*** Supplied material ***
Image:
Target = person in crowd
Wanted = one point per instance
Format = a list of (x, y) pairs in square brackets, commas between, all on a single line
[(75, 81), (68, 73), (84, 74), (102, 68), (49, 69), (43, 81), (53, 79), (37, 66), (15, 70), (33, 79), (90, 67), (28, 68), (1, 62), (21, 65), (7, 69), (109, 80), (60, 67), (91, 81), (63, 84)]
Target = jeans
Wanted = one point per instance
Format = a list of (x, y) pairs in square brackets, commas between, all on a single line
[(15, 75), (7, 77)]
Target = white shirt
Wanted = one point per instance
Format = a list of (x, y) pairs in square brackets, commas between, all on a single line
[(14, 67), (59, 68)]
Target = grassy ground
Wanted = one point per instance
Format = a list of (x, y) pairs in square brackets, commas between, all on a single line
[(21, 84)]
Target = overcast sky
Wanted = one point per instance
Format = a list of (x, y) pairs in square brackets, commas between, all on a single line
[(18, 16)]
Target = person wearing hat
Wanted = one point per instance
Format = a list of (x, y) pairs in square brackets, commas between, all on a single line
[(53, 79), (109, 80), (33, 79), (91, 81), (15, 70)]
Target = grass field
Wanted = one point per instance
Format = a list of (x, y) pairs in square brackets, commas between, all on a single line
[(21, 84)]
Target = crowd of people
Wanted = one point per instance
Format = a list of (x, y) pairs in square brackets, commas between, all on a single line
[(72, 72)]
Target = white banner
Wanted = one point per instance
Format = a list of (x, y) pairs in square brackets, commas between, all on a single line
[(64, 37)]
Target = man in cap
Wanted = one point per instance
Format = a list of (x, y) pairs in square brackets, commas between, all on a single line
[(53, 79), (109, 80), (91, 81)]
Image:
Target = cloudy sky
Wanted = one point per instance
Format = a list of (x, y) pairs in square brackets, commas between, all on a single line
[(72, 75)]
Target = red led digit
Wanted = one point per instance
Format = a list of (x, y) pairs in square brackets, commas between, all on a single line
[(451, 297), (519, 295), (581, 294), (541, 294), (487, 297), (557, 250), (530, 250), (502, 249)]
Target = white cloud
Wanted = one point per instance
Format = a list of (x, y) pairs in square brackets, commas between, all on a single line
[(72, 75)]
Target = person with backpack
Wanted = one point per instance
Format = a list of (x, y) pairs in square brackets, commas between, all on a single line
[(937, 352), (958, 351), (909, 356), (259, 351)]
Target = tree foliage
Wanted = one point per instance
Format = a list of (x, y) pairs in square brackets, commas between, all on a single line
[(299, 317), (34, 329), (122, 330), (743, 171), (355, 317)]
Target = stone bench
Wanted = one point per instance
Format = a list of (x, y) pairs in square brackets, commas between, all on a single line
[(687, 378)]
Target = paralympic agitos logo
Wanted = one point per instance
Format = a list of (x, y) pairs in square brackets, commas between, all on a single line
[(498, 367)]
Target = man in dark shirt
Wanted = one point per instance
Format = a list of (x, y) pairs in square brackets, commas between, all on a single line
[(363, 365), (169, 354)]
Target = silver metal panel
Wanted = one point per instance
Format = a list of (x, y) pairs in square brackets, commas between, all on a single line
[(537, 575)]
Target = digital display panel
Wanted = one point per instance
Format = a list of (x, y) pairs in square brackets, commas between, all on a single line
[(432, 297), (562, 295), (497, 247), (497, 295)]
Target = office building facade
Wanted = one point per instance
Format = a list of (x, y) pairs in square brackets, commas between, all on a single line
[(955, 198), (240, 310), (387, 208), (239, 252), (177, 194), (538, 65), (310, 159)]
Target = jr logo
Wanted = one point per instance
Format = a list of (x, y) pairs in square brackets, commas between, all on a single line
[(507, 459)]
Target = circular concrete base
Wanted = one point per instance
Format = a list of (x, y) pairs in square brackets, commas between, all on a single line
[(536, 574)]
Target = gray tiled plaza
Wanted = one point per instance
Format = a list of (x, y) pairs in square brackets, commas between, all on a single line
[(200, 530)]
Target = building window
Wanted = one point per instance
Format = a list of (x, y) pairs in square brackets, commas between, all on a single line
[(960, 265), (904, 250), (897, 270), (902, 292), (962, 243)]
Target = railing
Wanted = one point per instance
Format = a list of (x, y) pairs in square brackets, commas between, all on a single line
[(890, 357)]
***
Exercise prompt: Quote every record above exactly.

Finished exercise:
Image:
Target = person in crowd
Wanted = one point per instance
Format = a list of (x, y) pairs in square brackets, commas between, all on a single line
[(75, 81), (68, 73), (84, 74), (102, 68), (49, 69), (43, 81), (53, 79), (37, 66), (15, 70), (33, 79), (90, 67), (28, 68), (1, 62), (21, 65), (7, 69), (109, 80), (60, 67), (91, 81), (63, 84)]
Target = jeans
Wanted = one point per instance
Format = a list of (x, y) pairs in square brackets, commas between, all on a single line
[(15, 75), (7, 77)]
Target = white shirt
Wanted = one point per instance
Format = a list of (x, y) pairs in square brackets, commas between, all on a single line
[(14, 67), (59, 68)]
Target = grassy ground
Wanted = one point per instance
Format = a list of (x, y) pairs in square brackets, commas between, all on a single line
[(21, 84)]
Target = overcast sky
Wanted = one point per instance
Format = a list of (x, y) pairs in square brackets, commas between, all on a single line
[(18, 16)]
Target = person wearing hat
Wanted = one point per instance
Format = a list of (x, y) pairs in square brackets, commas between, all on a single line
[(53, 79), (109, 80), (33, 79), (91, 81), (15, 70)]
Target = grass field
Wanted = one point per instance
Format = a list of (x, y) pairs in square brackets, commas between, all on a single line
[(21, 84)]
Target = crowd of people
Wanted = one point per instance
Format = a list of (x, y) pairs in square brackets, commas between, all on a single line
[(72, 72)]
Target = white banner
Wanted = one point per instance
Format = a list of (x, y) pairs in square brackets, commas between, all on a single line
[(64, 37)]
Target = man in cap
Wanted = one point per instance
Format = a list of (x, y) pairs in square brackets, commas between, all on a single line
[(53, 79), (109, 80), (91, 81)]
Image:
Target = cloudy sky
Wanted = one point per instance
Format = a list of (x, y) pairs in square brackets, commas between, all on a single line
[(72, 75)]
Target = red led digit
Wanted = one point per instance
Format = a list of (x, y) pairs in square brackets, commas between, all on a single line
[(451, 297), (519, 295), (581, 294), (541, 294), (487, 297), (557, 250), (530, 250), (502, 249)]
Target = white cloud
Wanted = one point per instance
Format = a list of (x, y) pairs in square brackets, commas between, all on a single line
[(72, 75)]
Target = person with backpack
Wanted = one point per instance
Format = a list of (x, y) pairs in square brackets, commas between, all on a single line
[(937, 352), (958, 351), (909, 356), (259, 351)]
Target = tree foliage
Wanted = one point per instance
Format = a list of (x, y) pairs in square brackets, commas between, all on a single line
[(299, 317), (34, 329), (122, 330), (743, 171), (355, 317)]
Target = stone bench
Wanted = one point per instance
Format = a list of (x, y) pairs in square brackets, commas between, all on a single line
[(687, 378)]
Target = paralympic agitos logo
Wanted = one point per instance
Format = a list of (x, y) pairs in square brackets, commas between, all on a single line
[(498, 367)]
Target = man in dark shirt
Wanted = one point per instance
Format = a list of (x, y) pairs in square brackets, commas between, all on a single line
[(363, 365), (169, 354)]
Target = silver metal panel
Wanted = one point per instance
Format = a list of (x, y) pairs in square brackets, commas between, all on a single line
[(537, 575)]
Target = digital display panel
Wanted = one point per instance
Format = a list of (x, y) pairs in square brackets, commas between, all on a single line
[(432, 297), (562, 295), (497, 247), (497, 295)]
Target = office building facade
Wanted = one point per instance
Format = a list of (x, y) pairs in square brackets, commas between, all on a single line
[(955, 198), (240, 310), (387, 208), (239, 252), (177, 194), (538, 65), (310, 159)]
Target = jr logo
Wanted = one point per instance
Format = a list of (x, y) pairs in square brackets, commas between, all on a single line
[(507, 459)]
Target = circular concrete base
Wanted = one point per instance
Format = a list of (x, y) pairs in square brackets, commas between, all on a single line
[(536, 574)]
Target = gray tiled plaza
Wanted = one point per instance
Format = a list of (x, y) pairs in square brackets, commas between, all on a single line
[(200, 530)]
Target = building window
Wanted = one point per instance
Format = a list of (x, y) pairs in square brackets, commas between, all on a single line
[(960, 265), (904, 250), (897, 270), (902, 292), (962, 243)]
Target = railing
Wanted = one point per instance
Format = a list of (x, y) pairs in square brackets, commas between, all on a single line
[(890, 357)]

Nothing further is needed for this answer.